*Supplied passage*
## BEGIN

# Shiny Editing



## Jυstin (Feb 4, 2015)

I think shiny Weavile sucks. What do you think of my redesign?


----------



## Alaude (Feb 4, 2015)

It's a lot better than the original at least. Don't like the onw with red claws though.


----------



## Jυstin (Feb 4, 2015)

If I could edit the sprites in the games, I'd redo so many of the shinies 

Red claws would be an interesting alternate form of green shiny Weavile for like a Christmas theme, but I prefer the dark claws one myself. Red... I'd have to be in the mood.


----------



## Jυstin (Feb 4, 2015)

Well to be fair, it's not bad physically, though its piss poor HP hampers it. On the special side, however, it may as well be a dry dirt clump 

Kabuto kinda does actually. Man why do Kabuto and Kabutops have to have that piss yellow/green color that ruins every shiny that has it?


----------



## Yami Munesanzun (Feb 4, 2015)

Jυstin said:


> Man why do Kabuto and Kabutops have to have that piss yellow/green color that ruins every shiny that has it?



the fuck you talkin' bout?

Metroid2stronk. 

MetroidKabutoevnmorstronker.


----------



## Jυstin (Feb 4, 2015)

I just hate that shiny color. It's ruined many Pokemon 


Dodrio
Marowak
Hitmonlee
Tauros
Jolteon
Kabutops
Mewtwo
Sudowoodo
Scizor
Ursaring
Stantler
Tropius
Chimecho
Huntail
Salamence
Groudon
Torterra
Roserade
Drifblim
Mismagius
Lucario
Carnivine
Rhyperior
Mamoswine
Swoobat
Leavanny
Scrafty
Volcarona

Even though it's my favorite color, in general too much green just _ruins_ a Pokemon's look. Pokemon like Skarmory, Pelipper, Masquerain(, that theoretical Weavile I made), and Minun make it work. Spinda just barely makes it look decent. But the lime green / yellow blend just... looks awful. And SO MANY Pokemon have it. It just... it doesn't work. Why Game Freak? Look what you did to Scizor and Lucario... and _my_ Mewtwo


----------



## Yami Munesanzun (Feb 5, 2015)

_Roserade_? 
Scuse me?

Black rose disagrees.


----------



## Jυstin (Feb 5, 2015)

Also can't say I'm a huge fan of shiny Roserade's color scheme. The black rose looks fine, but it doesn't pop with the dull purple as much as the red and blue do together


----------



## Jυstin (Feb 5, 2015)

## END

*Provided records*
## BEGIN

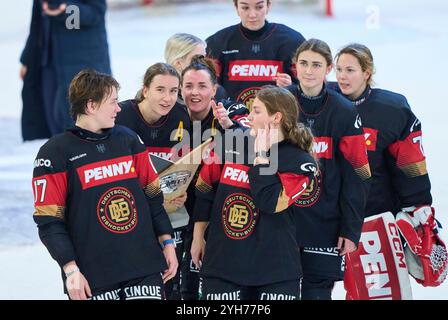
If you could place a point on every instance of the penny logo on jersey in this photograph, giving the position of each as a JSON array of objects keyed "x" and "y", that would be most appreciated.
[
  {"x": 102, "y": 172},
  {"x": 116, "y": 210},
  {"x": 312, "y": 192},
  {"x": 254, "y": 70},
  {"x": 239, "y": 216}
]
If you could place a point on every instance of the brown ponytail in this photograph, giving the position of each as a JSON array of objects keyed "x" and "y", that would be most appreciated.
[{"x": 277, "y": 99}]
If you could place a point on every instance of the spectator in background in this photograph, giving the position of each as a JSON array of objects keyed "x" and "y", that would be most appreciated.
[{"x": 65, "y": 37}]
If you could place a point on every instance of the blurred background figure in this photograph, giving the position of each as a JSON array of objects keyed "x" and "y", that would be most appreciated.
[{"x": 64, "y": 38}]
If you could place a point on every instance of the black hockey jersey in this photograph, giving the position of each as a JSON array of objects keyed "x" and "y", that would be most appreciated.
[
  {"x": 393, "y": 137},
  {"x": 251, "y": 233},
  {"x": 165, "y": 138},
  {"x": 98, "y": 202},
  {"x": 246, "y": 60},
  {"x": 333, "y": 205}
]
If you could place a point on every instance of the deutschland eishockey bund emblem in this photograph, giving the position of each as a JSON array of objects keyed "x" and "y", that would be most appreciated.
[{"x": 172, "y": 182}]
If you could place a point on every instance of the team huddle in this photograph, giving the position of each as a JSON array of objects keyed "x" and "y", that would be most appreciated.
[{"x": 307, "y": 182}]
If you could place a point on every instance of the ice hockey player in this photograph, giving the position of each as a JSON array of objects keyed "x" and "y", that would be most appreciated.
[
  {"x": 400, "y": 186},
  {"x": 254, "y": 52},
  {"x": 330, "y": 213},
  {"x": 98, "y": 204}
]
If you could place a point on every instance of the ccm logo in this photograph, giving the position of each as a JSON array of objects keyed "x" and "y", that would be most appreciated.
[
  {"x": 236, "y": 175},
  {"x": 375, "y": 263},
  {"x": 42, "y": 163},
  {"x": 106, "y": 171},
  {"x": 323, "y": 147},
  {"x": 254, "y": 70}
]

## END

*Required work*
(a) From the forum thread on shiny editing, list every Pokemon whose name begins with "S" in Jυstin's list of Pokemon ruined by the lime green / yellow shiny color.
(b) Write the next part of the forum thread on shiny editing, picking up after its last line.

*Results by task*
(a) Sudowoodo, Scizor, Stantler, Salamence, Swoobat, Scrafty

(b)
Now _this_... This I could get behind.



Black and white roses instead of black and purple, and the black rose actually looks black.

If only


----------



## Jυstin (Feb 5, 2015)

And you know what else bothered me about shinies?

Butterfree 

I mean, it's like the FIRST different colored Pokemon we see in the anime. It was pink. And what did we get?



THIS is what it should have been.


----------



## Alaude (Feb 5, 2015)

Shiny Scizor is amazing, especially in mega.


----------



## Jυstin (Feb 5, 2015)

I hate it. It goes from looking like Iron Man with that blood crimson color, the color of victory, rage, and power, to looking like... it's sea sick


----------



## Ghost (Feb 5, 2015)

regular scizor > shiny


----------



## Jυstin (Feb 5, 2015)

It does seem like a missed opportunity that, with Scizor, they didn't just swap around his colors to flip the gray-red ratio, like this.



Or even changed his eye and "eye" color too.



Personally I think that would have looked badass.


----------



## Yami Munesanzun (Feb 6, 2015)

Take your green like a man, Justin.


----------



## Jυstin (Feb 7, 2015)

Man don't take green. They turn girly boys green.

Like Scizor apparently


----------



## Jυstin (Feb 8, 2015)

I think I found a new hobby in making my own favored versions of shiny sprites that I don't like.










I mean there's nothing wrong with Rayquaza's, but this fits the theme I was going for more.


----------



## Jυstin (Feb 9, 2015)

Was this shiny sprite talk really moved to an entirely separate thread of its own?

Not that I mind or not, but it doesn't really have much purpose as its own thread. This was just something I was doing personally at my own leisure. It having its own thread makes it sound like something I'd be dedicated or committed to


----------



## Asriel (Feb 10, 2015)

*Juuuuuuustiiiiiiiiiin.*

You should expand your shiny alts to more than just black. 

And like I said to you on your profile, would be cool if shiny pokemon did more than just change their colors, but also had patterning or other aesthetically impacting changes.

*NOW GO MAKE A BETTER LOOKING SHINY URSARIIIIIING!!!!! *

And while you're at it, take a look at the alt colored Pokken variants, like that _red_ Lucario.


----------



## Jυstin (Feb 11, 2015)

Well it's not so much that I'm just adding black to everything, since with Scizor I just swapped the black and red around, and the weather trio I decided to just follow Rayquaza's theme with a small twice, and because it's more consistent with Groudon and Kyogre's primal form shiny colors 

Ursaring I'd have to think about. I mean, it'd look really cool if it was black like a black bear, but also if it were white like a polar bear... but we have Beartic for that. Or, it could be a grayish or silver color with its ring being a gold color, or vice versa...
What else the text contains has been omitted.